Excerpt to read:
§

# Books (Core)

## Assignment

Consider the following "flat" file that a start-up has just started using for its first customers: The client's [Original File](https://docs.google.com/spreadsheets/d/1uVH2ETvkVxQecG7N4jnbprVnTTlmuZfmY6jQVFkv9V0/edit?usp=sharing). They quickly realized that saving this information in .csv format will not meet their needs as they grow. First, consider how you would design a relational database to meet their needs. Be sure to consider conventions of normalization and what information should be separated.

### Part 1: Design an ERD

**Create an ERD to represent a database that tracks users and their favorite books. **

Use the MySQL Workbench for designing the ERD.

Here are some considerations as you design the database:

* Change the name of your database to "books."

* You will want to design four tables:
    * books
    * users
    * authors
    * favorites (this joiner table will be automatically created)

For the purposes of this assignment, use the following information:
* books
    * Each book should have the following:
        * a book id (INT)
        * a Title (VARCHAR(45))
        * an Author ID (INT)
            * This will automatically be added when you make the connection to the authors table.
                * Each book only has one author (or we are only tracking the primary author).
                * But each author may have written multiple books.

* users
    * Each user should have the following:
        * user id (INT)
        * first name (VARCHAR(45))
        * last name (VARCHAR(45))
        * email (VARCHAR(45))
        
* authors
    * Each author should have the following:
        * an author id (INT)
        * author_name (their full name can be one attribute) (VARCHAR(45))     
    
* favorites
    * Note that each user will have multiple favorite books, and a book could certainly be the favorite of many users.
    * Hint: When you link two tables with a many-to-many relationship, MySQL Workbench will automatically create a joiner table for you! It will also automatically make the keys primary keys, which you will want to uncheck.
    * Also, change the name of the table to favorites.
    
Insert the image of your ERD into the first markdown cell of your Jupyter Notebook. Use the example markdown syntax for inserting an image.

In [None]:
#![png](image_filename.png)

§

Material shown:
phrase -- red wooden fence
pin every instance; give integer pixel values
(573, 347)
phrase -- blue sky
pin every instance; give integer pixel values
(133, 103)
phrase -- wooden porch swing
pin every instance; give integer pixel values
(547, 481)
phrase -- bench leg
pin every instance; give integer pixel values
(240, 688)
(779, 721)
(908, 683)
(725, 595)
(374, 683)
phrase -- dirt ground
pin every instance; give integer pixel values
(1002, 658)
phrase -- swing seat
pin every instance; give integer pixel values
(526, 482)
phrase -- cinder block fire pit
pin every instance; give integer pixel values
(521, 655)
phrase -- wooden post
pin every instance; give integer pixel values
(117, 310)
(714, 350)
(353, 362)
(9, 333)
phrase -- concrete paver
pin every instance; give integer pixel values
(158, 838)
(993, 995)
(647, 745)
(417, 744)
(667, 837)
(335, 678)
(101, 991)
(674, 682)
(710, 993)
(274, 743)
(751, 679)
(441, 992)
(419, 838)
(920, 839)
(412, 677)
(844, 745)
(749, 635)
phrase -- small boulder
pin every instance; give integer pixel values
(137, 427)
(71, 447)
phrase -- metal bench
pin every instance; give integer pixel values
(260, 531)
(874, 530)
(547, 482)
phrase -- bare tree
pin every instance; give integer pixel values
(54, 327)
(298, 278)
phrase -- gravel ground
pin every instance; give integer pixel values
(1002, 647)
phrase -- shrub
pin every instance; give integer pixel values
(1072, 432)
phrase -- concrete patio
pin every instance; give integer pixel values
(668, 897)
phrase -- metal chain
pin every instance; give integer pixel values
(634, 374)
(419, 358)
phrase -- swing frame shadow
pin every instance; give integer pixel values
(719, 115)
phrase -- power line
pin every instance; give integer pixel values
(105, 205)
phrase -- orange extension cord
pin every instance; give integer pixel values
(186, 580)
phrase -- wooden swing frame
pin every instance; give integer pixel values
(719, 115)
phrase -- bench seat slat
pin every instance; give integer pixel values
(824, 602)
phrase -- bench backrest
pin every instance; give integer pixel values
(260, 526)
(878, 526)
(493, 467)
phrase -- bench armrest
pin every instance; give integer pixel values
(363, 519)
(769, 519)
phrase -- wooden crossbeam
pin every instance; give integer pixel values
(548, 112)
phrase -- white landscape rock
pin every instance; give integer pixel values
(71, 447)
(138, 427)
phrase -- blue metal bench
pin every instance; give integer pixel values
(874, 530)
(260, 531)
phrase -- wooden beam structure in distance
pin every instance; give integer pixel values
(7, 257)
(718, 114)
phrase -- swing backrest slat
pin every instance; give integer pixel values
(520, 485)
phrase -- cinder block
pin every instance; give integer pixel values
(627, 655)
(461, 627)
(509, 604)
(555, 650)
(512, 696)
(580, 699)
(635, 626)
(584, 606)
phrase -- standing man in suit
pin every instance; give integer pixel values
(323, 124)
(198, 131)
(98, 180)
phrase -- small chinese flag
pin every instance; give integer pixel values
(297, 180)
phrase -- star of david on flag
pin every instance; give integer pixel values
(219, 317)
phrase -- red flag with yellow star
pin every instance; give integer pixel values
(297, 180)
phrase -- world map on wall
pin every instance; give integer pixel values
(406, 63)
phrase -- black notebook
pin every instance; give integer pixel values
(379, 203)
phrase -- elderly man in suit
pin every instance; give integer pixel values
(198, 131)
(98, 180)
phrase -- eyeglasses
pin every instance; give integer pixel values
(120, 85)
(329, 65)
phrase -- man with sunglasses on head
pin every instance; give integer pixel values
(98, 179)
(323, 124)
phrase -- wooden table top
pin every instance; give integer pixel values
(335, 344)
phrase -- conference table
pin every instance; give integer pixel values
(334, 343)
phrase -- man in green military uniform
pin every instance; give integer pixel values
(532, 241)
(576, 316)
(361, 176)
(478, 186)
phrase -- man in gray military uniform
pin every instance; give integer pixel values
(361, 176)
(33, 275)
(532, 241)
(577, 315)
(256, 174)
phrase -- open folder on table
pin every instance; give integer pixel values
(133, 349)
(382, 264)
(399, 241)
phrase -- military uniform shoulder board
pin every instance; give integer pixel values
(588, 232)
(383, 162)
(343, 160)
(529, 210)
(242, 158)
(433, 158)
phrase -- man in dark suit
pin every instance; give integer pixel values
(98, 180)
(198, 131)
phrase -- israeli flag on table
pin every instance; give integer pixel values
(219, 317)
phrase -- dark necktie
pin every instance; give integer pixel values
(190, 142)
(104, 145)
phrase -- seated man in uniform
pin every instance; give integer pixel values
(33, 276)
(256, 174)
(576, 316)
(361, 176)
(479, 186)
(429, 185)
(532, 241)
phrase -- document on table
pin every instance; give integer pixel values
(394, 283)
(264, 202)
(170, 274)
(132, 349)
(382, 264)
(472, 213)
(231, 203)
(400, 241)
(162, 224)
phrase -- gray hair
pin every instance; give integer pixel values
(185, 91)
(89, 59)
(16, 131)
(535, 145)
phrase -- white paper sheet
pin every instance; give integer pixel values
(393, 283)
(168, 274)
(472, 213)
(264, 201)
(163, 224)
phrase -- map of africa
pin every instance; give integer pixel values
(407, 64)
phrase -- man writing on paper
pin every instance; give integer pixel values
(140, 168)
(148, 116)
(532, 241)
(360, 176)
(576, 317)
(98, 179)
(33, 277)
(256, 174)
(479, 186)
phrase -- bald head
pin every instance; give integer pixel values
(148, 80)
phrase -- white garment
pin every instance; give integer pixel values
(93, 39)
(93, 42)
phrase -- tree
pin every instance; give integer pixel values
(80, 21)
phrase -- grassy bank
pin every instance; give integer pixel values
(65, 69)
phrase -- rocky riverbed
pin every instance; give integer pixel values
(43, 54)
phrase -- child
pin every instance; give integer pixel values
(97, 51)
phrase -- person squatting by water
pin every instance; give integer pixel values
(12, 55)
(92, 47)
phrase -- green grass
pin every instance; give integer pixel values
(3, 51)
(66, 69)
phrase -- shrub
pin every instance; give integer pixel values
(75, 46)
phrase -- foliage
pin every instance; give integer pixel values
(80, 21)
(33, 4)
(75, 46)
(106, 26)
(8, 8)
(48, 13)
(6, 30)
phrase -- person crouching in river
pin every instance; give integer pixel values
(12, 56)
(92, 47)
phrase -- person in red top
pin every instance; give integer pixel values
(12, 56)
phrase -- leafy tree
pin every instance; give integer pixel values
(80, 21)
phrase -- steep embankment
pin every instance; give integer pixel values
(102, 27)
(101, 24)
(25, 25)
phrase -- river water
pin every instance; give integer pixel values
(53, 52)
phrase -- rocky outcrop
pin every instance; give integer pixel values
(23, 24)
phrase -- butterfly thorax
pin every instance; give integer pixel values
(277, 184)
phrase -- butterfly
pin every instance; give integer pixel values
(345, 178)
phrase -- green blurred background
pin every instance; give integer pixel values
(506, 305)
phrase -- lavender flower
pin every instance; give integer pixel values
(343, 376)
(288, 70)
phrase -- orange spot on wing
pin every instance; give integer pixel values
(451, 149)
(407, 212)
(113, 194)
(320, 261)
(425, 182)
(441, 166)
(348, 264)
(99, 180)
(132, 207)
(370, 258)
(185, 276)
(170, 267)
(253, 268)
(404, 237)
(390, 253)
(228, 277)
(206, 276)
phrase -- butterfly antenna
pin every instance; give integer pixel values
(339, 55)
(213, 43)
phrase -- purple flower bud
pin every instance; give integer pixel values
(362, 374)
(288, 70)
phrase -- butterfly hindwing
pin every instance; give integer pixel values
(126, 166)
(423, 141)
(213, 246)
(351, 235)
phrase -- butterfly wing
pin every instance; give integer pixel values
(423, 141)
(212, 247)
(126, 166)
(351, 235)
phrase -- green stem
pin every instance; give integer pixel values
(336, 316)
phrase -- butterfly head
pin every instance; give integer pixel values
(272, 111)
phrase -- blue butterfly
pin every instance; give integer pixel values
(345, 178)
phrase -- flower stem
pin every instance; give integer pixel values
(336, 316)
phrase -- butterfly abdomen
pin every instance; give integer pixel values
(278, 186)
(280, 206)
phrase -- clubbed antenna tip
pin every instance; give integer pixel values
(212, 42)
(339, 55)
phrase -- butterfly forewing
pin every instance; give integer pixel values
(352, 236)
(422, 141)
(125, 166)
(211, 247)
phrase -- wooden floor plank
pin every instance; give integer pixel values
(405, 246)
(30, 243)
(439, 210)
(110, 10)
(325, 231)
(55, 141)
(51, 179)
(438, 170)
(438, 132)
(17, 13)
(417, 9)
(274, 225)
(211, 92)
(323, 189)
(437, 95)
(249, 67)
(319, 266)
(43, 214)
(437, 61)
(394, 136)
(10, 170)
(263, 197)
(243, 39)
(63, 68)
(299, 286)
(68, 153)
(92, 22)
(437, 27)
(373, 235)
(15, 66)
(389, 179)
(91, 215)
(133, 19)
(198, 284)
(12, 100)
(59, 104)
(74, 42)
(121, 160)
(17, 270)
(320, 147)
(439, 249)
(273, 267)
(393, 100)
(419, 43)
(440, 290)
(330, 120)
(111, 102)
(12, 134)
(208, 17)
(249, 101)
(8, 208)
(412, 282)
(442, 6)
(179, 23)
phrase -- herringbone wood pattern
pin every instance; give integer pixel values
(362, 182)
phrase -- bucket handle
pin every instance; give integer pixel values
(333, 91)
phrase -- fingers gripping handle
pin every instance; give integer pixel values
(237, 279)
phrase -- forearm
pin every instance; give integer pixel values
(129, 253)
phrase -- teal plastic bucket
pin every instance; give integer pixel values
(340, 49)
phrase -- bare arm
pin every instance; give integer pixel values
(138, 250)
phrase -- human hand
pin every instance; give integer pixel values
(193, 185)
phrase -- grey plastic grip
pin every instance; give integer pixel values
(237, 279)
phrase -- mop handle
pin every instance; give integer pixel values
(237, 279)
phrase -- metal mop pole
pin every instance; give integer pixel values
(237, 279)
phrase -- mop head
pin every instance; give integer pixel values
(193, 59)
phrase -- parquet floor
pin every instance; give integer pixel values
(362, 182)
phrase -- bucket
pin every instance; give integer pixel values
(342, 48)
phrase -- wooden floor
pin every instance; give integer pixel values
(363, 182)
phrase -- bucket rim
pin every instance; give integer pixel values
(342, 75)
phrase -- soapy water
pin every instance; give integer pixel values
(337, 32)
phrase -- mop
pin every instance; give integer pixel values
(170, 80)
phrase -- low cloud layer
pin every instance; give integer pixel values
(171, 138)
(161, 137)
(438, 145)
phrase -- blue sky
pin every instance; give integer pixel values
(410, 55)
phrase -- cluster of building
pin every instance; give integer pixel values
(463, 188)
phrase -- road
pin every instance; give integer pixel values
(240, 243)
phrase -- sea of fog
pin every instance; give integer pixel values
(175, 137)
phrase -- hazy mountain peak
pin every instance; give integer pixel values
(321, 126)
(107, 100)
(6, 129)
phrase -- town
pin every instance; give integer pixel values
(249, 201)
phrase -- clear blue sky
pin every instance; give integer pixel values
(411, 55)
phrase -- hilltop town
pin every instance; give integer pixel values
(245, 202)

§

The problem: Echo the passage of the books database assignment between "# Books (Core)" and "designing the ERD.", inclusive.

Finished exercise:
# Books (Core)

## Assignment

Consider the following "flat" file that a start-up has just started using for its first customers: The client's [Original File](https://docs.google.com/spreadsheets/d/1uVH2ETvkVxQecG7N4jnbprVnTTlmuZfmY6jQVFkv9V0/edit?usp=sharing). They quickly realized that saving this information in .csv format will not meet their needs as they grow. First, consider how you would design a relational database to meet their needs. Be sure to consider conventions of normalization and what information should be separated.

### Part 1: Design an ERD

**Create an ERD to represent a database that tracks users and their favorite books. **

Use the MySQL Workbench for designing the ERD.